▸ ACTIVITY A
Decide whether each statement below agrees with the Houston Christian University vision epilogue. Answer yes or no for each, quoting the words of the text that settle it. (i) The document is being written during the COVID-19 crisis. (ii) The cultural divide in the United States appeared suddenly. (iii) Court decisions can repair the national crisis.
▸ ACTIVITY B
Pick up the Houston Christian University vision epilogue after its final sentence and continue it.

▸ SELECTED EXCERPT
++++++++++

Epilogue
Like every confession of enduring convictions, this one, too, has emerged from a particular historical context. This vision document for Houston Christian University grows out of listening sessions and information gathered over the last several years, but these words are being written during the COVID-19 crisis, whose end we have yet to foresee. The pandemic has changed much of how we manage and deliver the content of higher education and affects greatly our ability to project trends for the future. In addition to the virus-related social and economic turmoil and the subsequent conditions of rapid change that it has generated and under which all of us operate— whether in higher education or other enterprises—this document is being composed on the heels of the most divisive, rancorous, and bitterly fought national elections since the reelection of Abraham Lincoln in 1864. The United States is experiencing a cultural divide of significant proportions; one even hears use of the word “secession.” This social chasm did not suddenly occur. We are reminded more than ever that politics is downstream from culture and that the divisions we are now experiencing, though no doubt exacerbated by the recent election cycle, have a longer history, going back many decades at least. We didn’t get to this point of national crisis overnight, and it will not be repaired with a series of court decisions or legislative maneuvers.

++++++++++

▸ MATERIAL SHOWN
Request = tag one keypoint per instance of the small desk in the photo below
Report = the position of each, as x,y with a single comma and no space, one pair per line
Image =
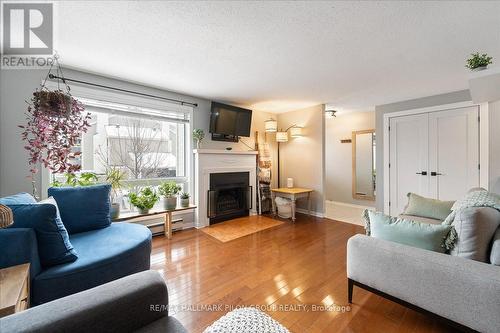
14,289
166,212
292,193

++++++++++

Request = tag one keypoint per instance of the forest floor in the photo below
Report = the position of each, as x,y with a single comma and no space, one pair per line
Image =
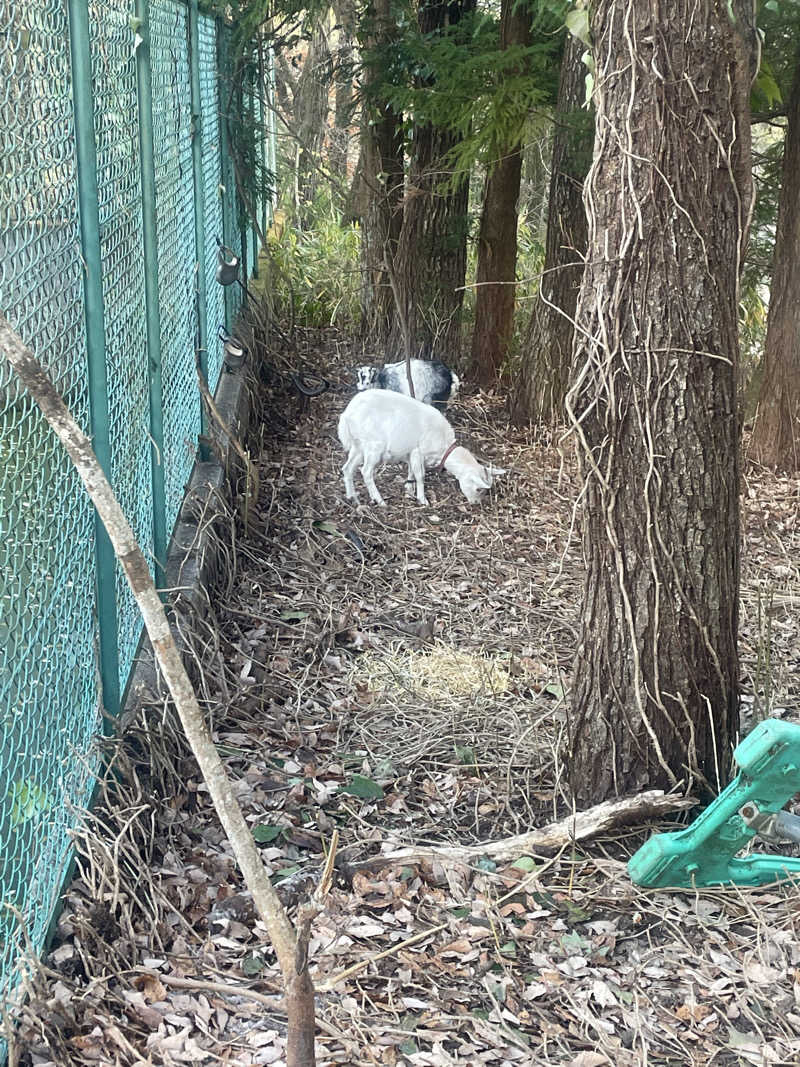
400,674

++++++++++

▸ EXERCISE ANSWER A
(i) Yes: "these words are being written during the COVID-19 crisis"
(ii) No: "This social chasm did not suddenly occur."
(iii) No: "it will not be repaired with a series of court decisions or legislative maneuvers."

▸ EXERCISE ANSWER B
All of us, in our families, work environments, professional associations, voluntary societies, and political organizations, must consider and reflect upon the roots of these chaotic days and look for deeper sources of renewal whereby some modicum of peace and unity can be achieved. We must undertake painstaking and patient efforts at considering the things that truly matter.
Political structures, parties, and leaders have great influence, but unity and renewal will not happen through new laws, suppression, censorship, or political mandate; nor do we require or want superficially contrived methods of uniformity. Rather, we need at a minimum good faith discussions of honest differences within contexts of mutual respect and freedom. These are long-term projects.
We are not utopians. These problems are deeply embedded within the human situation, individually and socially; but we also believe that universities, though they too have contributed to our social ills, can provide (as can the family, houses of worship, and other voluntary societies) a context for approaching these age-old problems of human brokenness. Universities by their very nature and historical disposition are well situated to undertake this kind of long-term work by recommitting themselves as models and laboratories of freedom, thus reflecting the human capacity to tolerate vigorous differences. American universities must preserve and in some cases restore their historic practices of protecting and exercising the freedoms of conscience and speech. These historic behaviors and commitments can begin to renew the role of education, including university education, in our culture. Honoring these values will engender and in some cases restore public respect for the university and its mission. The university must, by conversation, reflection, research, writing, and teaching, exemplify those unifying commitments that can draw us together into a just and tolerant society, modeling what it means to be truly human.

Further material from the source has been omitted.